**SUPPLIED RECORDS**

»»

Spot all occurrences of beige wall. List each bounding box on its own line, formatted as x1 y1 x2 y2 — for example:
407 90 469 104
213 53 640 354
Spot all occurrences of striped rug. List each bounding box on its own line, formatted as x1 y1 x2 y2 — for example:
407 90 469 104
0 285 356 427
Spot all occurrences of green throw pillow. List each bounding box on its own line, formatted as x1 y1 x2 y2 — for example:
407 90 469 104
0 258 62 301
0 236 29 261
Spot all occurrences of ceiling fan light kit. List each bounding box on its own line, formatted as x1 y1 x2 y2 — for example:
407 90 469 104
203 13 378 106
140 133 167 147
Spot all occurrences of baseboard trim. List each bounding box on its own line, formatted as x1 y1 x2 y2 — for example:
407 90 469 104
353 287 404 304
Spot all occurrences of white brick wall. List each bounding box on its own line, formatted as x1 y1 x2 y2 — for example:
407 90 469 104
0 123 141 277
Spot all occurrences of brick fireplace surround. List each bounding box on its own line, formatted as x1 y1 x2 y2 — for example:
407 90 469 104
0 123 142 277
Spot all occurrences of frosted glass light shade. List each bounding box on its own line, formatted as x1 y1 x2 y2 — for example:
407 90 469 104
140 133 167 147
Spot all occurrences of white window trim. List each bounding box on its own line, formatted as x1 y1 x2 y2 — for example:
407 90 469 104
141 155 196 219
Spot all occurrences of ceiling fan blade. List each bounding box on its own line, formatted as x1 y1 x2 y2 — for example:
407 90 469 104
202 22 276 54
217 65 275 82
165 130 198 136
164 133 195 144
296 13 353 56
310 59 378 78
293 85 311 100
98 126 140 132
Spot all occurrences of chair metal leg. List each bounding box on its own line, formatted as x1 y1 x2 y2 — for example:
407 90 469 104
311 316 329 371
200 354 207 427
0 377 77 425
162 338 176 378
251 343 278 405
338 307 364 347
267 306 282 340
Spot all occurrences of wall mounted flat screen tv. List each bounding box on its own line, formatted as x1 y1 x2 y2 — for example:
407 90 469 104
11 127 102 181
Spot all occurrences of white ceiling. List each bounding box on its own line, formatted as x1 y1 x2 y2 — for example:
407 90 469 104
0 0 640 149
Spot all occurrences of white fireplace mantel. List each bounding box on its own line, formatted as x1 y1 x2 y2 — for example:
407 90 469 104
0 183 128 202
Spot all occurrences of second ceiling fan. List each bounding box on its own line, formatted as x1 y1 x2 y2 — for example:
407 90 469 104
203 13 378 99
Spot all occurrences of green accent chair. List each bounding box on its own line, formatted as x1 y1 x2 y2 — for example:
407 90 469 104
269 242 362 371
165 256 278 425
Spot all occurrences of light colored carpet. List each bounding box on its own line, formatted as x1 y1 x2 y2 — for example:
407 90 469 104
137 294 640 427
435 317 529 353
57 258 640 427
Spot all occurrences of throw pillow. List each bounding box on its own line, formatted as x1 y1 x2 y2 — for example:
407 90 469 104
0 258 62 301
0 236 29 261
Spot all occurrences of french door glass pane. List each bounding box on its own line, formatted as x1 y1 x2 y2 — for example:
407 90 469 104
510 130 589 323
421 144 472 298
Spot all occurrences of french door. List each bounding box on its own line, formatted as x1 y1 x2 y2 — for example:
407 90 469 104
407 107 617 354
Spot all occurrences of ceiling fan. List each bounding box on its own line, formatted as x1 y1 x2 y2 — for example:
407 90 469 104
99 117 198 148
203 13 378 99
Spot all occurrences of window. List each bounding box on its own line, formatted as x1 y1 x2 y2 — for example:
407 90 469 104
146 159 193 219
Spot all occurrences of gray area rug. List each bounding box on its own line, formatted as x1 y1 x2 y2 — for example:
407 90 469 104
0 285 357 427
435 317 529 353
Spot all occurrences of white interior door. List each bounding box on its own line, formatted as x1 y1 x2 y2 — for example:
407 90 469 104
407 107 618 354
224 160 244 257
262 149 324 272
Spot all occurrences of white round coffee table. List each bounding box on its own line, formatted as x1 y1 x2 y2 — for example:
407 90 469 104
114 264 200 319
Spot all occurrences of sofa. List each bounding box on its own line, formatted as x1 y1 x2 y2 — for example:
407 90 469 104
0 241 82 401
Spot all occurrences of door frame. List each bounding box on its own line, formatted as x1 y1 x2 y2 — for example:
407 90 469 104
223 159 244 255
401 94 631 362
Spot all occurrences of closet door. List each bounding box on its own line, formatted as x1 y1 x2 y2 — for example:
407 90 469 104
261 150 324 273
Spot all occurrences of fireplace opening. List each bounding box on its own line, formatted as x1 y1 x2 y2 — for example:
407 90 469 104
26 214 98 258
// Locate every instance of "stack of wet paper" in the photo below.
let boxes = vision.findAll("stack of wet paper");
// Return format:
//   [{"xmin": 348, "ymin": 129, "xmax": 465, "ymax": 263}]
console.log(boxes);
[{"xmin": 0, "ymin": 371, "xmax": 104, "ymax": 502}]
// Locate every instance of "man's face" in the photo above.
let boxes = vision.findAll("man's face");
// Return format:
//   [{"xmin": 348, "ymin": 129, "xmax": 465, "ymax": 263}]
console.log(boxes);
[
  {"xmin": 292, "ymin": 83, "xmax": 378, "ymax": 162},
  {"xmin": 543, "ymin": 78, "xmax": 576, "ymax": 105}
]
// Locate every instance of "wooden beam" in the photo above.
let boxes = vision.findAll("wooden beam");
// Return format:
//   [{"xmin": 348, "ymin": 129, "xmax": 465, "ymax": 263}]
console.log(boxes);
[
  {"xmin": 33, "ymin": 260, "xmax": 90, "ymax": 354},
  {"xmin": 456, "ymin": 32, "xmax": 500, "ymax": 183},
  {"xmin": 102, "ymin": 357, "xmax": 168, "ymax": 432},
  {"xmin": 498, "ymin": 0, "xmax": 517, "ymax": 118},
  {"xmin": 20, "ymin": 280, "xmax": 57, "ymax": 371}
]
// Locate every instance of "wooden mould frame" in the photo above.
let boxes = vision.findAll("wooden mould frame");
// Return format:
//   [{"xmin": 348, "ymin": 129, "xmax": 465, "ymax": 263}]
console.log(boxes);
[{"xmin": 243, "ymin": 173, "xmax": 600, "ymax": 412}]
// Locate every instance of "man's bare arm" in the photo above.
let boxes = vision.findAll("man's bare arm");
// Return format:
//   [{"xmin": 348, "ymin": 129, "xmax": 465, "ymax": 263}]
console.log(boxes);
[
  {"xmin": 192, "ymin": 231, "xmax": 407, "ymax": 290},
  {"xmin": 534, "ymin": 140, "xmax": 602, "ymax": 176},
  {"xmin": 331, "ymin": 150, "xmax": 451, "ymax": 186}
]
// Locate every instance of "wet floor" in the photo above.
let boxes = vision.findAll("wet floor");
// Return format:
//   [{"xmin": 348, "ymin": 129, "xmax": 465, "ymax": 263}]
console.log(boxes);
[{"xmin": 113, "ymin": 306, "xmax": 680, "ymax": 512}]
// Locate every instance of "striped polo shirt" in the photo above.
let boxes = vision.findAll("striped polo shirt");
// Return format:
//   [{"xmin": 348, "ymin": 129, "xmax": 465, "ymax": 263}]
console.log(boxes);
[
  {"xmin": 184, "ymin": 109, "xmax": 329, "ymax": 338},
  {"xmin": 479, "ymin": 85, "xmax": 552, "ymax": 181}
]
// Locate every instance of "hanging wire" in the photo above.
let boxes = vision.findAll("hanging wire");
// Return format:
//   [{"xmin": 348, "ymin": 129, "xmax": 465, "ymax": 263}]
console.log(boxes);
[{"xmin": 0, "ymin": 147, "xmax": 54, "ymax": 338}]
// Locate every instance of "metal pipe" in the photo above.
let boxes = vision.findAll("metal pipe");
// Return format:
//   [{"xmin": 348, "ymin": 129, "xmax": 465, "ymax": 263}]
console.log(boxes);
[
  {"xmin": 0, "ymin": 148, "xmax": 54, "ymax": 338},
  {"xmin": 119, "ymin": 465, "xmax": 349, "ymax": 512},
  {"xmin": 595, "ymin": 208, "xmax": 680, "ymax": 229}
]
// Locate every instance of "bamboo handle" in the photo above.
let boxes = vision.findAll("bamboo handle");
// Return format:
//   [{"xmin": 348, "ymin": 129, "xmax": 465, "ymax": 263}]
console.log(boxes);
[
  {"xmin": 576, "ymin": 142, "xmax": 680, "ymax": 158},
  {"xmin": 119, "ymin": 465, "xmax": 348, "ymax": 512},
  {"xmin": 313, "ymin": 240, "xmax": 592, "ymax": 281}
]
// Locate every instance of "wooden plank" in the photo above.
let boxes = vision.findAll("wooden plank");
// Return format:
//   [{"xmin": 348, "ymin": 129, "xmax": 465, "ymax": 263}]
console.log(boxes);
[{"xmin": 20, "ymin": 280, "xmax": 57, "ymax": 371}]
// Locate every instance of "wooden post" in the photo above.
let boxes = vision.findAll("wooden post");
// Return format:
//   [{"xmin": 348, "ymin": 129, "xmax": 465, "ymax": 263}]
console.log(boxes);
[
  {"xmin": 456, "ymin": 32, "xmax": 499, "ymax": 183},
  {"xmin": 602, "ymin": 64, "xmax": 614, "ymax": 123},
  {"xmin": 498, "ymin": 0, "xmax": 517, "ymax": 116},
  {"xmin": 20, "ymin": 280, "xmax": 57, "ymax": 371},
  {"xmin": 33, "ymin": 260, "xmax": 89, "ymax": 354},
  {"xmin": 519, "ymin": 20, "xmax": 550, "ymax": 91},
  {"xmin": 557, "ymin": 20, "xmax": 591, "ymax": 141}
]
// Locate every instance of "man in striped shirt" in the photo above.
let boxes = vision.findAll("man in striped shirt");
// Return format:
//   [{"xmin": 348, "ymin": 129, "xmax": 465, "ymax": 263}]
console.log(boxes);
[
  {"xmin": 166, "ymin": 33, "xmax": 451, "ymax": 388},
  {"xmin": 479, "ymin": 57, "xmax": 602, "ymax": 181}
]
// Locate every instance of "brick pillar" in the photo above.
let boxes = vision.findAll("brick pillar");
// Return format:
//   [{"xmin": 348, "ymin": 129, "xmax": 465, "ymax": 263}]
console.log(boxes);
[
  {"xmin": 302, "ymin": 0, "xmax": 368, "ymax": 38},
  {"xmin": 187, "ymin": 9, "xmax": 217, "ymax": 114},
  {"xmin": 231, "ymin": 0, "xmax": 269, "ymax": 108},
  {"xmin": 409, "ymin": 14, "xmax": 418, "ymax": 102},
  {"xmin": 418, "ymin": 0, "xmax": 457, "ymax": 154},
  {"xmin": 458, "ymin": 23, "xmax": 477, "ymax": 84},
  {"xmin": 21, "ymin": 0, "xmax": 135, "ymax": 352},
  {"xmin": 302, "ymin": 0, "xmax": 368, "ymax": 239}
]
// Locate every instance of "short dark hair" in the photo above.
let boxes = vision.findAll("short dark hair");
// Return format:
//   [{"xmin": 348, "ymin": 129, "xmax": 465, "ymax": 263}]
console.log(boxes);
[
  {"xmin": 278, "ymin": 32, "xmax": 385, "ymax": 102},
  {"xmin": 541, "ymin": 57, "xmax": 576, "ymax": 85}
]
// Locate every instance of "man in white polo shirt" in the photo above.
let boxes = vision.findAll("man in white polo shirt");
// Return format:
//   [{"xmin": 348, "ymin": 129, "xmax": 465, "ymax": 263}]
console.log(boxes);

««

Copy the entries from the beginning through the line containing "267 306 282 340", renaming "bounding box" to "rectangle" wherever it occurs and leaving everything else unchanged.

**OUTPUT BELOW**
Spot all occurrences of beige wall. List each rectangle on its own line, formatted as x1 y1 x2 y2 — for example:
407 90 469 104
213 53 640 354
Spot all occurrences of striped rug. List each rectangle on its own line, formatted as x1 y1 x2 y2 — for example:
407 90 469 104
0 285 356 427
Spot all occurrences of green throw pillow. List each rectangle on its own line, formatted as x1 y1 x2 y2 — for example:
407 90 469 104
0 258 62 301
0 236 29 261
Spot all occurrences of ceiling fan light kit. List each rectangle on its own line, formatted as x1 y1 x2 y2 — for example:
407 90 469 104
203 13 378 106
140 133 167 147
Spot all occurrences of baseboard trim. List each rectangle on its own line, formatted as x1 y1 x2 y2 — for example:
407 90 469 104
353 287 404 304
Spot all occurrences of white brick wall. List each rectangle on its own line, formatted as x1 y1 x2 y2 — for example:
407 90 469 104
0 123 141 277
Spot all occurrences of brick fireplace surround. List each rectangle on its own line, formatted as x1 y1 x2 y2 — for example:
407 90 469 104
0 123 142 277
Spot all occurrences of frosted glass light shade. List each rectangle on its own line, formatted as x1 y1 x2 y2 — for example:
407 90 469 104
140 133 167 147
Spot all occurrences of white window trim. List each rectangle on its own line, formatted as x1 y1 x2 y2 — for example:
407 90 469 104
141 155 196 219
Spot all occurrences of ceiling fan blade. List each rectangle on its own line, formatted as x1 y1 x2 y2 — for example:
407 90 469 104
202 22 276 54
217 65 275 82
165 130 198 136
164 133 195 144
296 13 353 56
310 59 378 78
293 85 311 100
98 126 140 132
Spot all occurrences of chair metal leg. List each rectangle on its own line, formatted as x1 y1 x2 y2 — for example:
407 90 469 104
311 316 329 371
200 354 207 427
0 377 77 425
162 338 176 378
251 343 278 405
338 307 364 347
267 306 282 340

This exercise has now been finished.